Problem.
What you give back should match the entries below character for character.

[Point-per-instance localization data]

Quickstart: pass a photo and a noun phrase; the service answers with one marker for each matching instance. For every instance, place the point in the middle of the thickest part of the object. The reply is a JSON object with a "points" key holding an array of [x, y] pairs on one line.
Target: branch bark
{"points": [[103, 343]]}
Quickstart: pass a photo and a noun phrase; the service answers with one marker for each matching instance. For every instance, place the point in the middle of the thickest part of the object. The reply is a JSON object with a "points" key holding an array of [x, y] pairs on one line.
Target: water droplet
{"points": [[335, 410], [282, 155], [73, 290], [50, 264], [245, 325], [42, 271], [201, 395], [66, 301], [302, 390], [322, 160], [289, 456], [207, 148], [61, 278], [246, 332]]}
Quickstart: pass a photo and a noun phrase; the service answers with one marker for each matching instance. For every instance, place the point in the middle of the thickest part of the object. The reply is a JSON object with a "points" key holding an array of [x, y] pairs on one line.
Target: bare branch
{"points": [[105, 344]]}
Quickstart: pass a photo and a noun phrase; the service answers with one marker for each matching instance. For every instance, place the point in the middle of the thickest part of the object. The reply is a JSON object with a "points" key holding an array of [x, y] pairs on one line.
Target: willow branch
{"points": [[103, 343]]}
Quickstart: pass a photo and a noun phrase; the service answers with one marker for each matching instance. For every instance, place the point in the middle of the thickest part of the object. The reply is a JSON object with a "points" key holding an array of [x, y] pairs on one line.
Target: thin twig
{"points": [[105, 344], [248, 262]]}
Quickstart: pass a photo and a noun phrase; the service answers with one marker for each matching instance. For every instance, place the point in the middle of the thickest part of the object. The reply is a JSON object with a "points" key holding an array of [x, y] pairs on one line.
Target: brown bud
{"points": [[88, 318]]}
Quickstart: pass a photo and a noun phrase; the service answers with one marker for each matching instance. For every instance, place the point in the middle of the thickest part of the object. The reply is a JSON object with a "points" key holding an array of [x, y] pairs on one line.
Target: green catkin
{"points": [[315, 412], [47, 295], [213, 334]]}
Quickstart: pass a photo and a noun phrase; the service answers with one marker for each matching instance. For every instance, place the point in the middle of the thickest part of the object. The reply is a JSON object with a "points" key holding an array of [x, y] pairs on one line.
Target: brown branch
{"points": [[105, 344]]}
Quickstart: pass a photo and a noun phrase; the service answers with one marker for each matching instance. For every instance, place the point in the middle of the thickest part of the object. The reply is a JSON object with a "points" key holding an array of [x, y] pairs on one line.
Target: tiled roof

Result of the task.
Quickstart: pass a photo and a noun phrase; the service answers with one marker for each matching instance. For every instance, place the point in the middle of the thickest part of the object. The reply is a JSON object with a "points" key holding an array of [x, y] pairs on one line.
Target: branch bark
{"points": [[103, 343]]}
Quickstart: pass a photo and a noun phrase; the service answers with one marker for each matching instance. For every instance, place the point in the middle of the thickest part of the object. The reply is a JSON object with a "points" key holding an array of [x, y] pairs on one line.
Target: water droplet
{"points": [[335, 410], [282, 155], [73, 290], [50, 264], [245, 325], [42, 271], [201, 395], [66, 301], [302, 390], [322, 160], [289, 456], [207, 148], [61, 278], [246, 332]]}
Quickstart: pass a photo and a noun phrase; the service answers with one marker for each matching instance. For every instance, place the point in the middle of the thickest part of the object. The reply is a JSON object with a "points" key holding an array of [x, y] pairs on one line.
Target: bare branch
{"points": [[105, 344]]}
Quickstart: pass a photo and a noun phrase; the service answers with one marker for each matching instance. For every instance, place the point in the middle of the thickest part of the object. The reply is a JSON object with a "points" key holding an array of [x, y] pairs on one line.
Target: willow branch
{"points": [[103, 343]]}
Quickstart: pass a photo and a noun phrase; the service answers with one marker for each matching instance. For every instance, place the point in the middle of the thickest part of the object. The reply is a JSON object with a "points" key holding an array of [x, y] pairs on one line.
Target: thin twig
{"points": [[105, 344], [248, 262]]}
Quickstart: pass a photo and a noun phrase; the service answers with one marker for each matching instance. For every instance, place the point in the middle of the thickest part of the object. The reply is a JSON object with a "points" key holding an array of [x, y] pairs on one line.
Target: brown bud
{"points": [[88, 318]]}
Quickstart: pass a photo and a noun phrase; the service answers with one marker for each matching instance. For every instance, place the point in the middle of the thickest part of the object. The reply is a JSON object with a "points" key holding an array of [x, y] pairs on one line.
Target: green catkin
{"points": [[315, 412], [47, 295], [213, 334]]}
Quickstart: pass a photo and a noun phrase; the service answers with one marker for each matching instance. For every instance, place the point in the middle of the thickest part of the object. The reply is a JSON object with a "points" key holding an array of [x, y] pairs on one line.
Target: brown branch
{"points": [[105, 344]]}
Quickstart: pass a photo and a noun phrase; the service answers with one marker for each matching instance. For every instance, place the point in the middle of the thickest part of the object. The reply is a JSON object with a "points" key holding an array of [x, y] pairs on one line.
Target: tiled roof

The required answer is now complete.